- Job
Please return, word for word, the lines of the listing below, starting at the line that contains "arm? Indicate one point per instance." and running through the end of the listing.

- Dataset extract
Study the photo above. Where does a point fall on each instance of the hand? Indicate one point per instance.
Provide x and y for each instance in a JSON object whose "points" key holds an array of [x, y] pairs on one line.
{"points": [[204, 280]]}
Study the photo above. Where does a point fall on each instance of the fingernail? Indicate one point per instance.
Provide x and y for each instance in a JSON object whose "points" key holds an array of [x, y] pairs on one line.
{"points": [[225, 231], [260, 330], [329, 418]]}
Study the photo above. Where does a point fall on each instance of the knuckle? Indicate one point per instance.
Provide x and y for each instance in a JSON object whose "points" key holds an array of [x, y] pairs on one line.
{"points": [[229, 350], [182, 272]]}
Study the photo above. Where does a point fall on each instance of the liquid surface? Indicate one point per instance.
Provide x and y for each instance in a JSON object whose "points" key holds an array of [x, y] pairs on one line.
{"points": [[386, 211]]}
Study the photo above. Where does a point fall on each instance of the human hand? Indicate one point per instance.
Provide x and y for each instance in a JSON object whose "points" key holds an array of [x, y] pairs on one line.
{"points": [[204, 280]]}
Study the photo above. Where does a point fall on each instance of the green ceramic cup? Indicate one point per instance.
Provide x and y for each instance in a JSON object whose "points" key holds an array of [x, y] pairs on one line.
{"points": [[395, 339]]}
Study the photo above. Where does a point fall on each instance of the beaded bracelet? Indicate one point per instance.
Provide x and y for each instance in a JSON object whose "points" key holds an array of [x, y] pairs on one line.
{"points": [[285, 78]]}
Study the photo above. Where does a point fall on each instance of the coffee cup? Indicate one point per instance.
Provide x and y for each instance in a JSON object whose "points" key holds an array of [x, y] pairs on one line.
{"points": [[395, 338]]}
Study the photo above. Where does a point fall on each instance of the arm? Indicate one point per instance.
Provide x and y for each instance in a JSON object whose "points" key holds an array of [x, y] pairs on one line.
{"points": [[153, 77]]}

- Solution for this problem
Study the photo above. Where does a point fall on each instance of the arm? Indicate one point per instance.
Provide x and y for each instance in a JSON object whose "points" key holds an array of [x, y] pairs on one line.
{"points": [[153, 77]]}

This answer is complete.